• _What is needed_: Copy the Dover to Calais ferry account below word for word, from start to finish.

• _Text_:
Seafrance Renoir
& Seafrance Cézanne

Dover to Calais and return, Sunday 15th October 2006.

It had been some eight years since I had last travelled on these two vessels. At the time I was taking advantage of a seemingly desperate promotional offer of free daytrips for visitors to the then newly launched website. At the time I remember being quite impressed by the then recently refurbished Seafrance Renoir, but not so much Seafrance Cézanne which still featured much of her original Fiesta incarnation fittings.

Having recently read a lot of flack on the Yahoo! Groups levelled at these two oldest of ferries now operating from Dover, I was curious to find out how decayed they had been allowed to get.

This year Seafrance have taken the unusual move of operating a one-ship roster using two vessels. In this instance Seafrance Renoir operates two daylight morning crossings then lays by in Calais for the rest of the day whilst Seafrance Cézanne takes over in the afternoon and does three round trips lasting her until the early hours. Meanwhile Seafrance Manet takes freight only in lieu of, or sometimes in addition to Seafrance Nord Pas-de-Calais. The luxury of having effectively two spare vessels either standing by or running part-time is something only a state owned and subsidised entity such as Seafrance could afford. Indeed, such practices really haven’t previously been seen since the glory days of R. M. T. on the Dover/Oostende route. One has to bear in mind the risky political implications in France lest the fleet was slimmed down and crews were laid off! This is something P. & O. seemed to implement within its British crewed operations without precipitating strike action, demonstrating the disparity of power held by the unions on either side of the Channel.

I made my booking the evening before over the telephone and was surprised to learn that Seafrance no longer allowed foot passengers to transfer to later sailings free of charge. I was warned to arrive promptly 45 minutes before departure or face a £7.50 amendment fee and a 90 minute wait for the next available sailing. This seemed rather draconian considering in previous years the Dover operators ran a relaxed arrangement for those travelling without a vehicle and check-in could be as late as 20 minutes before scheduled crossings. Presumably the adoption of the budget airline fares model has also resulted in the pedantic enforcement of check-in ‘closures’. I certainly didn’t wish to test how strictly the new policy was being enforced. The prospect of waiting another hour and a half and effectively paying more than twice was not an attractive one!

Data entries
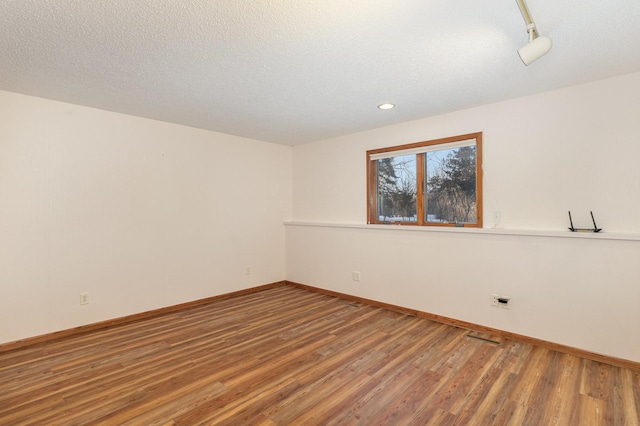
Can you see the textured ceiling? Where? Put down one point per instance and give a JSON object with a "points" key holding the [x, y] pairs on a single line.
{"points": [[292, 72]]}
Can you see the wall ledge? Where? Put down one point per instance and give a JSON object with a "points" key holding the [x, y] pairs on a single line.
{"points": [[482, 231]]}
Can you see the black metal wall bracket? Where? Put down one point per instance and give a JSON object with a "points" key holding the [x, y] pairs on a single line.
{"points": [[594, 229]]}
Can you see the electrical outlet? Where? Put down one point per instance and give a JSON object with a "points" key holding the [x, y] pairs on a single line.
{"points": [[84, 298], [497, 218], [493, 300]]}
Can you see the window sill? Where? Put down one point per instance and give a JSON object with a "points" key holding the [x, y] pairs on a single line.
{"points": [[484, 231]]}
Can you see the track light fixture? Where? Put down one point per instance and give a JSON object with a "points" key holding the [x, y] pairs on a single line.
{"points": [[538, 45]]}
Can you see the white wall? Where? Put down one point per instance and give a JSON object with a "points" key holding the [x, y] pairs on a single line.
{"points": [[572, 149], [138, 213]]}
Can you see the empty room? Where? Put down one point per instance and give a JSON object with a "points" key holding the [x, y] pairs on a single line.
{"points": [[319, 212]]}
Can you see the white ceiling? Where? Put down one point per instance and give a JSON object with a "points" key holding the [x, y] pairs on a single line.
{"points": [[296, 71]]}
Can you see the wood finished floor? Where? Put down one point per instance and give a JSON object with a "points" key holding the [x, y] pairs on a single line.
{"points": [[286, 356]]}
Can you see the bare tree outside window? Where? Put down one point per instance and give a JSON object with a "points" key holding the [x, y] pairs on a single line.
{"points": [[427, 183]]}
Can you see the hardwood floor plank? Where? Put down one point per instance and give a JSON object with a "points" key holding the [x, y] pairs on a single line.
{"points": [[286, 355]]}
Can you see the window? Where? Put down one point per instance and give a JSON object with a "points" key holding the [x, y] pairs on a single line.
{"points": [[437, 183]]}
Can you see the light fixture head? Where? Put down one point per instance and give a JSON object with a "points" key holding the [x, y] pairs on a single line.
{"points": [[538, 45], [535, 49]]}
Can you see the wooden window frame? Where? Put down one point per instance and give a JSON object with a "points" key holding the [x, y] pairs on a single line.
{"points": [[372, 181]]}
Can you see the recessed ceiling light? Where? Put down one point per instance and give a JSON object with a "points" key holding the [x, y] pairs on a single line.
{"points": [[386, 106]]}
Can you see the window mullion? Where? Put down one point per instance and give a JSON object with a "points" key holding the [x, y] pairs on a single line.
{"points": [[420, 187]]}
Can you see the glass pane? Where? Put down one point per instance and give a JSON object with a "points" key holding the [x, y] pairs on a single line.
{"points": [[451, 186], [396, 189]]}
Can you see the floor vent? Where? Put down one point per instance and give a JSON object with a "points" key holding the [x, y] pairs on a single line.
{"points": [[483, 339]]}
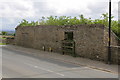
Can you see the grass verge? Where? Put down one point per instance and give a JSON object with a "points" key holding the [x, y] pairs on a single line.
{"points": [[2, 43]]}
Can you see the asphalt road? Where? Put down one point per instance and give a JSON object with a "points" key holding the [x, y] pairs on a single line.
{"points": [[17, 65]]}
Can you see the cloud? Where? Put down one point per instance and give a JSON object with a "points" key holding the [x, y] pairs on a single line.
{"points": [[19, 8]]}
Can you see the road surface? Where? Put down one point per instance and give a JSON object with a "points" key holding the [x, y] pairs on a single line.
{"points": [[17, 65]]}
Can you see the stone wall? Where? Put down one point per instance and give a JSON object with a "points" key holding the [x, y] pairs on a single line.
{"points": [[90, 40]]}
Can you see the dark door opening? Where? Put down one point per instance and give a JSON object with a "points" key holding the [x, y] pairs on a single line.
{"points": [[68, 35]]}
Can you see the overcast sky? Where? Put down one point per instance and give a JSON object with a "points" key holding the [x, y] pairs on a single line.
{"points": [[13, 11]]}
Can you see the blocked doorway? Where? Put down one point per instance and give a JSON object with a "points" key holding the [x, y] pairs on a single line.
{"points": [[68, 44]]}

• _Response for this exercise_:
Seafrance Renoir
& Seafrance Cézanne

Dover to Calais and return, Sunday 15th October 2006.

It had been some eight years since I had last travelled on these two vessels. At the time I was taking advantage of a seemingly desperate promotional offer of free daytrips for visitors to the then newly launched website. At the time I remember being quite impressed by the then recently refurbished Seafrance Renoir, but not so much Seafrance Cézanne which still featured much of her original Fiesta incarnation fittings.

Having recently read a lot of flack on the Yahoo! Groups levelled at these two oldest of ferries now operating from Dover, I was curious to find out how decayed they had been allowed to get.

This year Seafrance have taken the unusual move of operating a one-ship roster using two vessels. In this instance Seafrance Renoir operates two daylight morning crossings then lays by in Calais for the rest of the day whilst Seafrance Cézanne takes over in the afternoon and does three round trips lasting her until the early hours. Meanwhile Seafrance Manet takes freight only in lieu of, or sometimes in addition to Seafrance Nord Pas-de-Calais. The luxury of having effectively two spare vessels either standing by or running part-time is something only a state owned and subsidised entity such as Seafrance could afford. Indeed, such practices really haven’t previously been seen since the glory days of R. M. T. on the Dover/Oostende route. One has to bear in mind the risky political implications in France lest the fleet was slimmed down and crews were laid off! This is something P. & O. seemed to implement within its British crewed operations without precipitating strike action, demonstrating the disparity of power held by the unions on either side of the Channel.

I made my booking the evening before over the telephone and was surprised to learn that Seafrance no longer allowed foot passengers to transfer to later sailings free of charge. I was warned to arrive promptly 45 minutes before departure or face a £7.50 amendment fee and a 90 minute wait for the next available sailing. This seemed rather draconian considering in previous years the Dover operators ran a relaxed arrangement for those travelling without a vehicle and check-in could be as late as 20 minutes before scheduled crossings. Presumably the adoption of the budget airline fares model has also resulted in the pedantic enforcement of check-in ‘closures’. I certainly didn’t wish to test how strictly the new policy was being enforced. The prospect of waiting another hour and a half and effectively paying more than twice was not an attractive one!